Page extract:
....................

The Quik Rack has been completely trouble-free while I've had it attached to the back of my derelict van that's probably worth less than the rack. I'll be honest, though: with so many separate pieces and so much hardware holding it all together, I expected something or other to rattle loose, or maybe the aluminum teeth on the ratcheting system to wear down to nubs and not hold the arms in place. None of that has happened yet, though, despite months and months of use during what has to be the worst winter that I can remember. This thing looks like it'll last forever.
A single-bike add-on for the Quik Rack costs a hefty $199, although the two-bike add-on for the T2 Pro is $399.95, so they're both the same. The two-bike extension for the NV 2.0 is $429.00, again making the Küat the more expensive setup overall.
Both the NV 2.0 and the T2 Pro feature integrated cable locks that extend out from the rack itself, whereas the Quik Rack makes use of standalone locks that have to be purchased separately from 1up USA for $19 each and run through the folding arms to lock only the wheel or wheels to the rack. Best to pick up a cable lock for the Quik Rack.
The NV 2.0 is expensive, but it includes a built-in repair stand.
All three racks do the same job, sure, but there's a clear winner in my mind.

....................

Data supplied:
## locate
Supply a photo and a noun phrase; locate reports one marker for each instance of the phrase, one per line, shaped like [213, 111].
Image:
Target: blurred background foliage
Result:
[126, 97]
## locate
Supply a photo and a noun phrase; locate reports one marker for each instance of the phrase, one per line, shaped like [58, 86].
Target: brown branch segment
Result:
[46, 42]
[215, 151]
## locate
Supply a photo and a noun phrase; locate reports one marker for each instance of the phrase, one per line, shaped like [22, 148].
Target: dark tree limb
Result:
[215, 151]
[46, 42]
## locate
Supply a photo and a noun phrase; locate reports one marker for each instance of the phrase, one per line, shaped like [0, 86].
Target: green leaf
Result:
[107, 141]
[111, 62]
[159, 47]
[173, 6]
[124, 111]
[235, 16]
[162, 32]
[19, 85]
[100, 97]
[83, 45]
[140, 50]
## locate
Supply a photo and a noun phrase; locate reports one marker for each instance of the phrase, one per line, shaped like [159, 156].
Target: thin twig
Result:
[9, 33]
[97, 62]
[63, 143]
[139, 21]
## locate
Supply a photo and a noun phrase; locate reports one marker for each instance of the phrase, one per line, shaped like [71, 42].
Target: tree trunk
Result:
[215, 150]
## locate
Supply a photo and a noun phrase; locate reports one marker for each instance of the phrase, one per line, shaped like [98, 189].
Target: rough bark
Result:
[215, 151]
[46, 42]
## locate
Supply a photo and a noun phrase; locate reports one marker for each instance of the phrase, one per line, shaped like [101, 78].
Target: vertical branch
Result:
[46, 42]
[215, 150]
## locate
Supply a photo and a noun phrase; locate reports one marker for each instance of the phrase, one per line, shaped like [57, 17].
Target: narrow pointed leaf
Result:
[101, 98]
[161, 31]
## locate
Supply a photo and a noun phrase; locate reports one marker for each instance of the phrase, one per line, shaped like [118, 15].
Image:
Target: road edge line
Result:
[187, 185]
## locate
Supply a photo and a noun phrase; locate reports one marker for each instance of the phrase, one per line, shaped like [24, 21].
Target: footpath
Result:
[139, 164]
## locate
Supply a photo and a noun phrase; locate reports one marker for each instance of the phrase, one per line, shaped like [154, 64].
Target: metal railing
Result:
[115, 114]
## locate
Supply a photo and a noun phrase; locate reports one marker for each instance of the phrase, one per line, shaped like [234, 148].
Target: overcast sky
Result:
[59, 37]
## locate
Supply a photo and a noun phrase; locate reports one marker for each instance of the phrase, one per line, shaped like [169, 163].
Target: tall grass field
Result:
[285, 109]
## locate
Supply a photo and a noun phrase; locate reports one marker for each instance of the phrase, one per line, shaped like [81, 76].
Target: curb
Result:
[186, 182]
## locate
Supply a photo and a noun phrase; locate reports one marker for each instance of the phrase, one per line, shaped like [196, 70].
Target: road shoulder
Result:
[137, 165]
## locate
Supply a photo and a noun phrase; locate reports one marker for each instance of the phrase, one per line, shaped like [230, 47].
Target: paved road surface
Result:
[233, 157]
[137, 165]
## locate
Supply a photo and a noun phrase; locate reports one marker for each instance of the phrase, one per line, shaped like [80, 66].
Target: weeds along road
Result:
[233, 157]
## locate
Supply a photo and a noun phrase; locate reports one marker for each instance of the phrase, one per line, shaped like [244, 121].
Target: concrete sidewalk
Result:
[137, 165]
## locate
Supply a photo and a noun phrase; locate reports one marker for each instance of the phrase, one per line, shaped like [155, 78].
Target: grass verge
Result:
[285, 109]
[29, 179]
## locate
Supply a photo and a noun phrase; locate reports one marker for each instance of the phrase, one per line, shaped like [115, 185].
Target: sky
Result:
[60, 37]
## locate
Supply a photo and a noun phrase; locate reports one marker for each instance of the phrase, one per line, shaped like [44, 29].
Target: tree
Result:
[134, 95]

....................

Work to do:
1) List every bike rack model named in the bike rack review.
2) According to the bike rack review, how much does each standalone lock for the Quik Rack cost from 1up USA?

Outputs for the tasks:
1) Quik Rack, T2 Pro, NV 2.0

2) $19 each.